Pick every line out of the entries below that holds the string "jersey", and report them.

• [Data to process]:
Content starts
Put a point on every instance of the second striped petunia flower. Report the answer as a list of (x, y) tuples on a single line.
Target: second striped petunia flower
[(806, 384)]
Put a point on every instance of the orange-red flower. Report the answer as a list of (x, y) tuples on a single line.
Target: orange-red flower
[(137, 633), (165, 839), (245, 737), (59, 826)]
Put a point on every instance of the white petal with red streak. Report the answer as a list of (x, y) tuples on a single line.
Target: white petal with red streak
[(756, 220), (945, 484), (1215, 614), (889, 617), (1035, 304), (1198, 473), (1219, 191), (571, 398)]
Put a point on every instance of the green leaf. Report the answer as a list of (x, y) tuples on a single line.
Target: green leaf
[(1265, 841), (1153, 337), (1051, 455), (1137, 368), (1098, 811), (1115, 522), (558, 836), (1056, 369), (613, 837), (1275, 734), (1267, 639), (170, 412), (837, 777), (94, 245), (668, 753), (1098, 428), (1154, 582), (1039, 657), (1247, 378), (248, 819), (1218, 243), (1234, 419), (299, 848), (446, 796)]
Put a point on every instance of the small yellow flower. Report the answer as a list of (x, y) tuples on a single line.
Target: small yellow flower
Content ends
Content starts
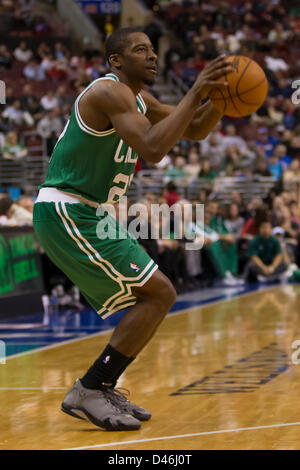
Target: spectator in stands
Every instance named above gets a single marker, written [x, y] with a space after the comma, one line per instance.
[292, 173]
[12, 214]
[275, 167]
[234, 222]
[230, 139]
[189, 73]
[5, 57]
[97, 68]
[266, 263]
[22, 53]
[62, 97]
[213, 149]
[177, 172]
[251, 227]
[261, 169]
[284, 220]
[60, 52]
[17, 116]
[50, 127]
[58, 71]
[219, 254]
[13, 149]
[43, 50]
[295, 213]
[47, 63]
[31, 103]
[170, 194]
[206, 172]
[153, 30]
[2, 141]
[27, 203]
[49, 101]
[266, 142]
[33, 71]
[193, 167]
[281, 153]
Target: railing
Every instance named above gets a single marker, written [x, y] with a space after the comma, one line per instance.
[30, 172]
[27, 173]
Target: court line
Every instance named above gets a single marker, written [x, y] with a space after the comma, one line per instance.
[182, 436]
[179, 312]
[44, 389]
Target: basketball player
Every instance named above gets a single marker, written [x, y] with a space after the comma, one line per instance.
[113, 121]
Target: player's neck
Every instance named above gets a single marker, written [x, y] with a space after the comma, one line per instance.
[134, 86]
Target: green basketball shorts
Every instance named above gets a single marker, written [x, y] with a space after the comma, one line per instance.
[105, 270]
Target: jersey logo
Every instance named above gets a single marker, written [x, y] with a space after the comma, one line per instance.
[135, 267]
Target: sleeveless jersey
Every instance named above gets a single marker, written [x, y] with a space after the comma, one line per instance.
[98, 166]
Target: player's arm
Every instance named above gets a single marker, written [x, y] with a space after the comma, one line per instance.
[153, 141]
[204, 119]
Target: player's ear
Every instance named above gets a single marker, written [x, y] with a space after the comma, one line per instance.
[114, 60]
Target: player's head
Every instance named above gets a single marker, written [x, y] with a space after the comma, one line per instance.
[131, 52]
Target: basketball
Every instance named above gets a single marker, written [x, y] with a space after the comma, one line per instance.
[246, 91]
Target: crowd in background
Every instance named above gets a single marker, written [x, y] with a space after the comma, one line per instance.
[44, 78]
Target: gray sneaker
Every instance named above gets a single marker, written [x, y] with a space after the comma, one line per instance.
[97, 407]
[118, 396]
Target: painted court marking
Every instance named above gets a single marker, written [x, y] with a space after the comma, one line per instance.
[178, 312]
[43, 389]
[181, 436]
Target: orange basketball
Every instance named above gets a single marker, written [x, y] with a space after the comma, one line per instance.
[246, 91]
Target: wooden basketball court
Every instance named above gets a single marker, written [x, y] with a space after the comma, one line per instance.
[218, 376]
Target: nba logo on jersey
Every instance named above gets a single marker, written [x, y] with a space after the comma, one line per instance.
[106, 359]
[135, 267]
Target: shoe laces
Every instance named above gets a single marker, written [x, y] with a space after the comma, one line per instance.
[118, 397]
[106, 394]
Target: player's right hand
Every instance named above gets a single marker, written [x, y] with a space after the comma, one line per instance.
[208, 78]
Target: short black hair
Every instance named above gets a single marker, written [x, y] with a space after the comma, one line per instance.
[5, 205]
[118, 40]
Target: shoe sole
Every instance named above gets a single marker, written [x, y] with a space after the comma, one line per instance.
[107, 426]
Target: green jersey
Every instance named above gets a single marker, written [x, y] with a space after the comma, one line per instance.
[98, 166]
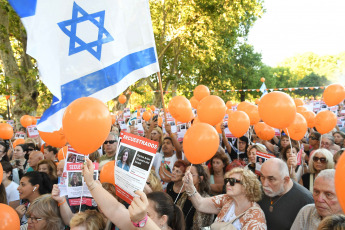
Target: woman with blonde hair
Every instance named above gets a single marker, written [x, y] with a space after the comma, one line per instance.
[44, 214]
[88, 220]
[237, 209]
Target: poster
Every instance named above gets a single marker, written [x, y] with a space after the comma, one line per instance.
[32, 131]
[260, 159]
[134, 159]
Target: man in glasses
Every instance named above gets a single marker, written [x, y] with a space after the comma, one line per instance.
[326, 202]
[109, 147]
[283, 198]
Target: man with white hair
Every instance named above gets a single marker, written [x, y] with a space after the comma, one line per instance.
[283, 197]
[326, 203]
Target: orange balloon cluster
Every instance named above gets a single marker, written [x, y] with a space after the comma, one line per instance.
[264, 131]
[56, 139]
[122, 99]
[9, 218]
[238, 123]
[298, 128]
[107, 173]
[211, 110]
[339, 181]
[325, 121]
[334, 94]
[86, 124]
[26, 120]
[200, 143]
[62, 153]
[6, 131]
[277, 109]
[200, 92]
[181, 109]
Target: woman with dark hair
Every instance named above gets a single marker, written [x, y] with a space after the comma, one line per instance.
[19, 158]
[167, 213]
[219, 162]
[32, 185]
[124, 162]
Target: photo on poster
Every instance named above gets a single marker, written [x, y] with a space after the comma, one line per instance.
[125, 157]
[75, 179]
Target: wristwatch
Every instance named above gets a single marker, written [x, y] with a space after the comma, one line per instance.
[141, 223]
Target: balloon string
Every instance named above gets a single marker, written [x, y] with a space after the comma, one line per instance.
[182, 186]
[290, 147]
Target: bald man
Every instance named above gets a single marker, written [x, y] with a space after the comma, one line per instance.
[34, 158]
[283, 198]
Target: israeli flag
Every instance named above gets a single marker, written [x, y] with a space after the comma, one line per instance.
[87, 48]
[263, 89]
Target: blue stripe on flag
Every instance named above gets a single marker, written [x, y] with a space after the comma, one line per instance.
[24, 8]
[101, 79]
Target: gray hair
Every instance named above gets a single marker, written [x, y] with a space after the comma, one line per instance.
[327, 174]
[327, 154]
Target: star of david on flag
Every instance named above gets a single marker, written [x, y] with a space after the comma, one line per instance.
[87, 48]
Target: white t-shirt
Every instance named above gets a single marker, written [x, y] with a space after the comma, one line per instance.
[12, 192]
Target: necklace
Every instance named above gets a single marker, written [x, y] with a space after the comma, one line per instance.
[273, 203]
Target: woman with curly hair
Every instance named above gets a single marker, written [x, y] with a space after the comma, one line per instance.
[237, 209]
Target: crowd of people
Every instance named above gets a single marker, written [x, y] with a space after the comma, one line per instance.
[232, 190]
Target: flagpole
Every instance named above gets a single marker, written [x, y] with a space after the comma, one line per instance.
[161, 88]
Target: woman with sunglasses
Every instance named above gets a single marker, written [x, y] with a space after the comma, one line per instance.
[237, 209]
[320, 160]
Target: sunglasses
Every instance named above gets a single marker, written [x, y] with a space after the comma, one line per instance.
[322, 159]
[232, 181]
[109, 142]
Content ends
• [Completed exercise]:
Target: jersey logo
Target: sleeveless jersey
Target: nba logo on jersey
Target: green jersey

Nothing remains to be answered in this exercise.